Civilizing the Economy A New Economics of Provision

Response to Adam Gopnik’s essay “What Adam Smith really believed” in the Oct 18th New Yorker magazine

Posted Oct 23, 2010 by Marvin Brown in Uncategorized, 34 Comments

In his article on Adam Smith, Adam Gopnik leaves out a couple of important facts about the life of Adam Smith that provide clues to a very different story than the one Gopnik tells.   First of all, there is Adam Smith’s request that all his papers be burned after his death.  Everything.  And this was done.  Why such a request?   Was Smith hiding something?  It turns out he was:  something that has remained hidden from many admirers of Smith, including Gopnik.

I discovered what Smith was hiding by asking a simple question:  “How did Scotland get wealthy when Smith was writing The Wealth of Nations?” It wasn’t by manufacturing and selling pins.  No, Scotland, and especially Glasgow, became wealthy by importing tobacco and sugar from the colonies and selling it on the European continent.  In fact, Glasgow was the center of the tobacco trade when Smith was lecturing there at the University.  Furthermore, Smith met with the tobacco merchants for years.  They were some of the richest men in Europe.  One of them, Andrew Cochrane, was the Provost of the University.  Smith told Thomas Carlyle that he learned much of what he knew about large-scale commerce from these men.

Required actions -
1 – Reproduce verbatim the part of the Adam Smith piece starting with "In his article" and going on through "Smith, including Gopnik.".
2 – Extend the response on Adam Smith and the Glasgow tobacco trade, picking up after its final sentence.

Records -
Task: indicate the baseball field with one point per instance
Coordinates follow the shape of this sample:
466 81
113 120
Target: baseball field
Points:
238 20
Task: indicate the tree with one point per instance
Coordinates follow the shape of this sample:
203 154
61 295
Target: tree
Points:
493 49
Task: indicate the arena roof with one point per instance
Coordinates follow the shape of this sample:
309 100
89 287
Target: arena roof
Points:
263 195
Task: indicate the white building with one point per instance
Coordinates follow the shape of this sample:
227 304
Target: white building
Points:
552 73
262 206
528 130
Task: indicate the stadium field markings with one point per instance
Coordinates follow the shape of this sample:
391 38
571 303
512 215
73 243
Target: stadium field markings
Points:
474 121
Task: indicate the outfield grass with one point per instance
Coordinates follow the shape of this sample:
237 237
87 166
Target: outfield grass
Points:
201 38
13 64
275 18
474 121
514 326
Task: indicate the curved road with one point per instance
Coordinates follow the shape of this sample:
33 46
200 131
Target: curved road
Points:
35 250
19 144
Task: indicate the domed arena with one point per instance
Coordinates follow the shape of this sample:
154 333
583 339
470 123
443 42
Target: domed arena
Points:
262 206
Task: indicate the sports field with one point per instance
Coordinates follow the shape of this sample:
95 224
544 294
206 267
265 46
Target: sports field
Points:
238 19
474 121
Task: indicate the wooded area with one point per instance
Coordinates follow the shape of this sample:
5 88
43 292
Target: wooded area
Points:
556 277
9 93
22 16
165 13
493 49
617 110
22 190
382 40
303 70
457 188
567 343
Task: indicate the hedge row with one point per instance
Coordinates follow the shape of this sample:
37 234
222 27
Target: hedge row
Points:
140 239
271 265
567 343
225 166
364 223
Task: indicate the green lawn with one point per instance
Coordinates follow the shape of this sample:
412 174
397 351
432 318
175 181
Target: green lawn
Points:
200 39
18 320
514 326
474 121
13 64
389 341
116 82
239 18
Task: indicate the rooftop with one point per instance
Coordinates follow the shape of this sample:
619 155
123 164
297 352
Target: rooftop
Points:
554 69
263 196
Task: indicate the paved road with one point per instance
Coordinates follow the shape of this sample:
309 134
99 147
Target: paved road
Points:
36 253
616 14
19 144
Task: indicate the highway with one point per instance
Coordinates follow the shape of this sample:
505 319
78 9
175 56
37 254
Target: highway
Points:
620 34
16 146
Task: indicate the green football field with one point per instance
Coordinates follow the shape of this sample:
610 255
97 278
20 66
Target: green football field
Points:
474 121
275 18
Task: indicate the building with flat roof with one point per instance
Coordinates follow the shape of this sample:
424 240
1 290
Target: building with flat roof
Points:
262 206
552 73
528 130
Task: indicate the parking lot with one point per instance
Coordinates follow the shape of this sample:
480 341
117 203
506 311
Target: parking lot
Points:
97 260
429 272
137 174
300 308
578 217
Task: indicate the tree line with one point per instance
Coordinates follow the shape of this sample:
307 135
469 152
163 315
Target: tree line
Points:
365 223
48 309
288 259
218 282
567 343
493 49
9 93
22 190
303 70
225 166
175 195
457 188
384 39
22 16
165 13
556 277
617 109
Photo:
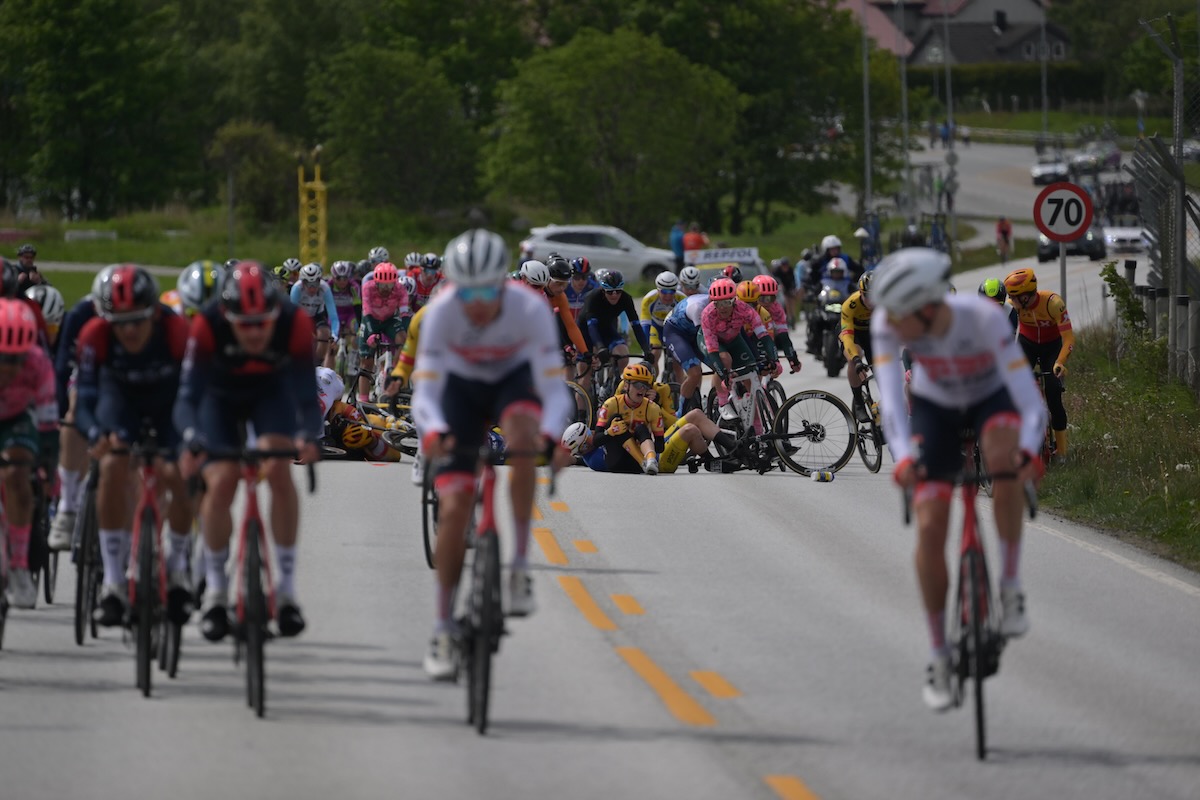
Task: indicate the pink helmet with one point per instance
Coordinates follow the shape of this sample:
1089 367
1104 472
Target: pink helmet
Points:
18 328
723 289
387 272
766 284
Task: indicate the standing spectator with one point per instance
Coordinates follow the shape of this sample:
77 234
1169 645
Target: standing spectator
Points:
677 236
695 239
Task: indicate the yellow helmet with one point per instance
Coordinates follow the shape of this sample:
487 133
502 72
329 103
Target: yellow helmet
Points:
357 437
748 292
637 373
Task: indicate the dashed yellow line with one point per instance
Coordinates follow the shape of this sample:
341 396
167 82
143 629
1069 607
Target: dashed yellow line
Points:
715 684
587 606
627 605
789 787
549 546
679 703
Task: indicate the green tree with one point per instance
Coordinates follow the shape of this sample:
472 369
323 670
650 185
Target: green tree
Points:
395 130
612 126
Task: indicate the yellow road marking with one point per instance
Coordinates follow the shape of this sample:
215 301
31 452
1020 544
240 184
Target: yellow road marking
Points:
549 546
789 787
715 684
628 605
587 606
679 703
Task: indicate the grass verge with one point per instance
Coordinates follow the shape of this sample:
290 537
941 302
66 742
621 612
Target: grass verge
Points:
1134 467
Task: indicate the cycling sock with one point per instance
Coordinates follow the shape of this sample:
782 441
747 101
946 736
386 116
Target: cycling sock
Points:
215 575
18 546
177 553
113 546
1012 554
287 559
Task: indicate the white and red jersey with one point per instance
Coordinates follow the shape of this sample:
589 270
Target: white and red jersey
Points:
522 334
975 358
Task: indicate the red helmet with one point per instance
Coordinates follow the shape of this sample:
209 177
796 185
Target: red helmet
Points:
18 328
723 289
387 272
250 293
126 292
766 284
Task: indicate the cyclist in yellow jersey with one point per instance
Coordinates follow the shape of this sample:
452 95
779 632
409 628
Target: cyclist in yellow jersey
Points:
856 341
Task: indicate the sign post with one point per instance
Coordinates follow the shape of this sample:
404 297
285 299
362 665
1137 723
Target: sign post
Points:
1063 212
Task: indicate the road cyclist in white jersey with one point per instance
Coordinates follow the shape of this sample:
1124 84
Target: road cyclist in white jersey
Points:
969 372
487 354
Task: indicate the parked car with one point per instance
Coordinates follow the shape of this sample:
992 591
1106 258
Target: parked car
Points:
1126 234
1090 245
1050 169
604 246
1101 156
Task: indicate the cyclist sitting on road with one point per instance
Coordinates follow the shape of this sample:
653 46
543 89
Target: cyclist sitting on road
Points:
487 354
1047 338
28 420
130 360
316 299
856 342
599 316
967 372
249 362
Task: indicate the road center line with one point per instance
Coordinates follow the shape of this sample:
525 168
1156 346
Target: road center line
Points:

Results for each task -
1 –
In his article on Adam Smith, Adam Gopnik leaves out a couple of important facts about the life of Adam Smith that provide clues to a very different story than the one Gopnik tells.   First of all, there is Adam Smith’s request that all his papers be burned after his death.  Everything.  And this was done.  Why such a request?   Was Smith hiding something?  It turns out he was:  something that has remained hidden from many admirers of Smith, including Gopnik.

2 –
Smith, in other words, knew that the wealth he enjoyed in Glasgow was the result of the slave-based tobacco trade, not the result of the butcher, the baker, and the brewer acting in their self-interest.  He lived in a city that was at the center of the famous Atlantic trade between Africa, and Americas, and Europe.  This was the world in which he lived; not a world one finds in The Wealth of Nations.  The idea of the “invisible hand” actually made invisible what Smith knew as a major source of wealth—slave labor.  True, Smith was against slavery when he was writing as a moral philosopher, but as an economist, he thinks of slaves as property.  Here is how he compares the French and British management of their slaves in the colonies:

In all European colonies the culture of the sugarcane is carried on by negro slaves . . . . But the success of the cultivation which is carried on by means of cattle, depend very much upon the good management of those cattle; so the profit and success of that which is carried on by slaves, must depend equally upon the good management of those slaves, and in the good management of their slaves the French planters, I think it is generally allowed, are superior to the English (The Wealth of Nations).

Comparing the management of cattle and of African slaves, of course, expresses the full meaning of “chattel slavery,” since chattel has the same root as cattle.  Furthermore, just as cattle were treated as property, so were slaves.  Because they were property, you could buy and sell them.  You could ignore their misery.  You could write about them as you would write about managing cattle.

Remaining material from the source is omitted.